*** Opening RECORDS SUPPLIED ***

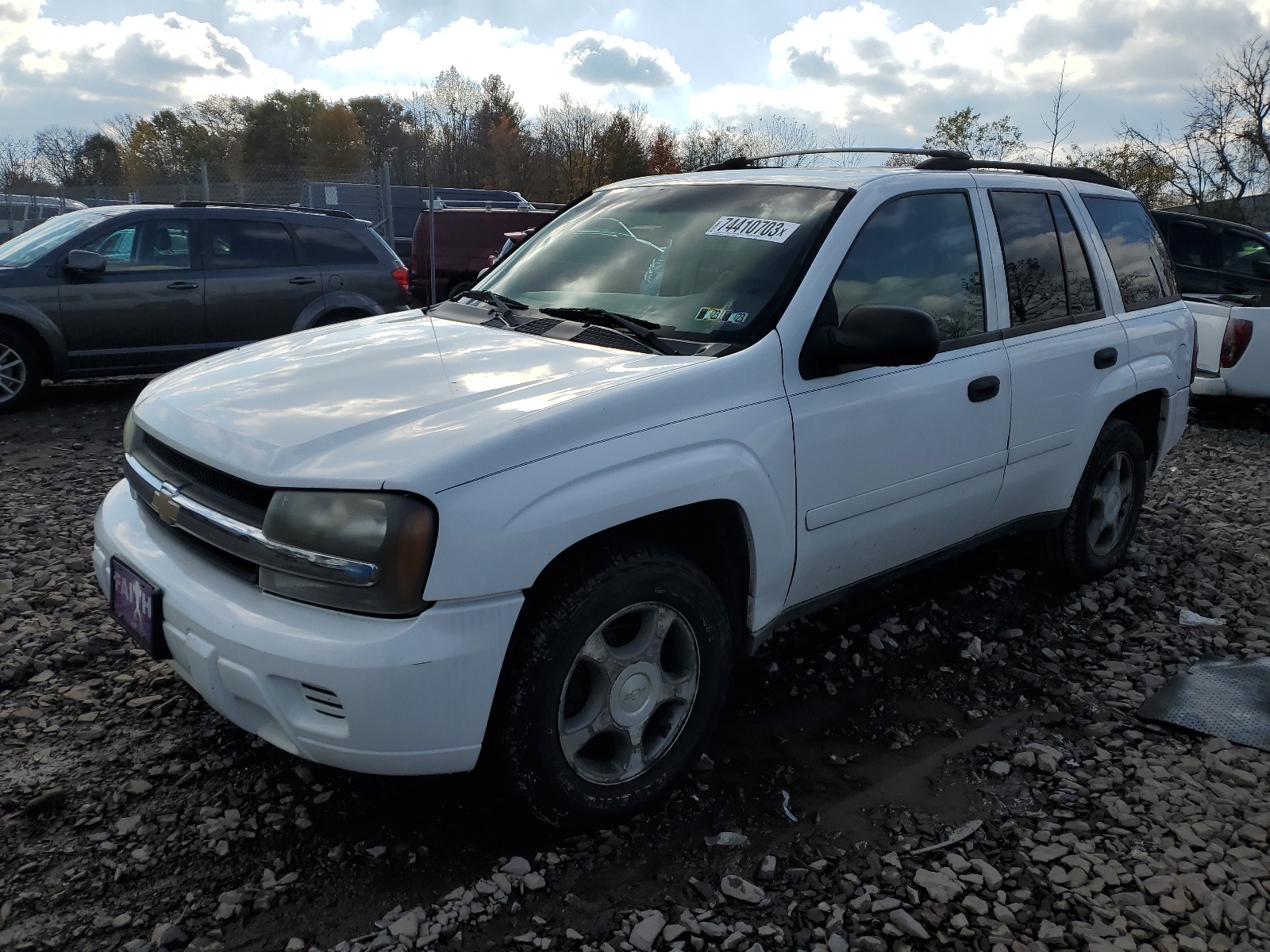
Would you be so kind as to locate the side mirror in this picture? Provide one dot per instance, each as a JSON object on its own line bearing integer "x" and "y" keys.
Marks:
{"x": 86, "y": 262}
{"x": 876, "y": 336}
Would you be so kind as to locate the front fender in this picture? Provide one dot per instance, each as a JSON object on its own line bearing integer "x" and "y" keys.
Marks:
{"x": 336, "y": 301}
{"x": 33, "y": 317}
{"x": 498, "y": 533}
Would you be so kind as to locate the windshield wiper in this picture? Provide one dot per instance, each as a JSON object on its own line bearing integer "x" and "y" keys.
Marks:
{"x": 505, "y": 305}
{"x": 641, "y": 330}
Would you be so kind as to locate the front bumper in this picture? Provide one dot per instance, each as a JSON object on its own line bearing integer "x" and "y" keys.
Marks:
{"x": 391, "y": 696}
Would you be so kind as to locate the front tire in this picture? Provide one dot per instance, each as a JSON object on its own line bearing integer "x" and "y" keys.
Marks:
{"x": 616, "y": 678}
{"x": 1099, "y": 526}
{"x": 21, "y": 371}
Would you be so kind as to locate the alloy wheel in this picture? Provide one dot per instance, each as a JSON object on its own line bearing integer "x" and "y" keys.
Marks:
{"x": 1110, "y": 505}
{"x": 629, "y": 693}
{"x": 13, "y": 374}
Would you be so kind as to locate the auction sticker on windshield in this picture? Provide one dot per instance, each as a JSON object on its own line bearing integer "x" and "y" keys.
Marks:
{"x": 756, "y": 228}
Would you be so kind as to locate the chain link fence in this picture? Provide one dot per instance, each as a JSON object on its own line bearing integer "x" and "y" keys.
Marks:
{"x": 368, "y": 194}
{"x": 364, "y": 194}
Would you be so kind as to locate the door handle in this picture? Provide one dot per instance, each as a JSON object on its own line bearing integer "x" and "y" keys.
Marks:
{"x": 1106, "y": 357}
{"x": 983, "y": 389}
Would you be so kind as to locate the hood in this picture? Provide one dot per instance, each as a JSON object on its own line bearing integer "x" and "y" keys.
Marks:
{"x": 381, "y": 400}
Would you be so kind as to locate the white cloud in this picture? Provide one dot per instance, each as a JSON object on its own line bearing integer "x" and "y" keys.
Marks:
{"x": 856, "y": 65}
{"x": 139, "y": 63}
{"x": 587, "y": 63}
{"x": 325, "y": 22}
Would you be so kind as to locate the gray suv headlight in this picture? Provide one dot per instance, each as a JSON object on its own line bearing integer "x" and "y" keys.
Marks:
{"x": 393, "y": 536}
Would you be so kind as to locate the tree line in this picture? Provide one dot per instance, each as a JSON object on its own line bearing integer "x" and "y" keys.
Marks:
{"x": 463, "y": 133}
{"x": 455, "y": 132}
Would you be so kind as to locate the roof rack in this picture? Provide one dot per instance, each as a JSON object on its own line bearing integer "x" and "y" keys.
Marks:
{"x": 332, "y": 213}
{"x": 937, "y": 160}
{"x": 742, "y": 162}
{"x": 1054, "y": 171}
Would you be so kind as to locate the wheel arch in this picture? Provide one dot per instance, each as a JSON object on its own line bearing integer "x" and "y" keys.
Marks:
{"x": 333, "y": 302}
{"x": 1149, "y": 414}
{"x": 51, "y": 366}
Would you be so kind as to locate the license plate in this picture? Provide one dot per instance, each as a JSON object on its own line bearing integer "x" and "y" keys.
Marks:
{"x": 137, "y": 606}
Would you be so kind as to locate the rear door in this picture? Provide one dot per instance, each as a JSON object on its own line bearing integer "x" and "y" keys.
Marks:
{"x": 1068, "y": 357}
{"x": 146, "y": 310}
{"x": 256, "y": 285}
{"x": 895, "y": 463}
{"x": 349, "y": 266}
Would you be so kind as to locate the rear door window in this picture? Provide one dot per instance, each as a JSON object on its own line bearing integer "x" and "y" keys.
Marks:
{"x": 1194, "y": 245}
{"x": 1244, "y": 254}
{"x": 323, "y": 245}
{"x": 251, "y": 244}
{"x": 920, "y": 251}
{"x": 1142, "y": 267}
{"x": 1047, "y": 270}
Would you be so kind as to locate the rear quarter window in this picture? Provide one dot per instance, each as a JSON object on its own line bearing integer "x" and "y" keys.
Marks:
{"x": 323, "y": 245}
{"x": 1142, "y": 268}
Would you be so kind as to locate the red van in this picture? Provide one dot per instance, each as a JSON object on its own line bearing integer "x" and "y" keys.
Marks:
{"x": 465, "y": 240}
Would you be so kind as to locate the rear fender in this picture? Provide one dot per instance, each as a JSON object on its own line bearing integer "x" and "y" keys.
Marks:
{"x": 336, "y": 301}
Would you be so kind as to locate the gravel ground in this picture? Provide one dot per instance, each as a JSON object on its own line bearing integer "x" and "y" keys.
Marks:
{"x": 979, "y": 702}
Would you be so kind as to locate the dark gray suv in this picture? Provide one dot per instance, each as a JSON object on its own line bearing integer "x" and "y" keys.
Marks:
{"x": 145, "y": 289}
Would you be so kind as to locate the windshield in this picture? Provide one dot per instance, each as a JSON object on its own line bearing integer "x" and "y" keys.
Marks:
{"x": 35, "y": 244}
{"x": 704, "y": 260}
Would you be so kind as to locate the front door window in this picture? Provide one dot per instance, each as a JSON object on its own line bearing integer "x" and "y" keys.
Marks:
{"x": 158, "y": 245}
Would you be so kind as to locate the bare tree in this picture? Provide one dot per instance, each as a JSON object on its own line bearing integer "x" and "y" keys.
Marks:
{"x": 1223, "y": 152}
{"x": 968, "y": 132}
{"x": 18, "y": 164}
{"x": 1057, "y": 122}
{"x": 57, "y": 150}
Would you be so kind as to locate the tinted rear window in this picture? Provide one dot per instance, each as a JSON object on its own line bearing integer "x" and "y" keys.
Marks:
{"x": 324, "y": 245}
{"x": 1194, "y": 247}
{"x": 251, "y": 244}
{"x": 1137, "y": 251}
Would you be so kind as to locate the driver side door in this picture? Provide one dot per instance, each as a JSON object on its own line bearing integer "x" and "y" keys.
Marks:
{"x": 145, "y": 313}
{"x": 895, "y": 463}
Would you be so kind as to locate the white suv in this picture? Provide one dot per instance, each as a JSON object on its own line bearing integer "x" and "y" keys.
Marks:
{"x": 541, "y": 520}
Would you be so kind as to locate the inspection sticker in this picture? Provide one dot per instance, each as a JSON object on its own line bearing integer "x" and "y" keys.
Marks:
{"x": 756, "y": 228}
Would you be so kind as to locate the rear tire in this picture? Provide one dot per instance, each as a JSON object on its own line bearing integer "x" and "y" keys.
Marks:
{"x": 1099, "y": 526}
{"x": 21, "y": 371}
{"x": 615, "y": 679}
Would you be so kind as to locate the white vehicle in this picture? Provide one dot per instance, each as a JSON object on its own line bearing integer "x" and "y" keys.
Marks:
{"x": 540, "y": 522}
{"x": 1232, "y": 348}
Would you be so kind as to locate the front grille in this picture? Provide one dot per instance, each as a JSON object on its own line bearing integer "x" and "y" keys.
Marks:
{"x": 323, "y": 701}
{"x": 606, "y": 338}
{"x": 230, "y": 562}
{"x": 226, "y": 494}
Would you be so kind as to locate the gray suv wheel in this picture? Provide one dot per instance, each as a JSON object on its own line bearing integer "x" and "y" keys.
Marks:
{"x": 19, "y": 371}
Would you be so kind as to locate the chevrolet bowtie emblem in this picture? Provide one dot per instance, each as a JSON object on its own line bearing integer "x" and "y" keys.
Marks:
{"x": 164, "y": 503}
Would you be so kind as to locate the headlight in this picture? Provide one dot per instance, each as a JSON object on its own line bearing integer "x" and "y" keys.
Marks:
{"x": 394, "y": 533}
{"x": 131, "y": 435}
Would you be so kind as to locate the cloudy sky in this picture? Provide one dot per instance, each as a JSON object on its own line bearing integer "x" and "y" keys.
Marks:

*** Closing RECORDS SUPPLIED ***

**EXERCISE REQUIREMENTS**
Counting only those lines of the data above where the word "windshield" appears, give the number and nothing more.

**TASK SOLUTION**
3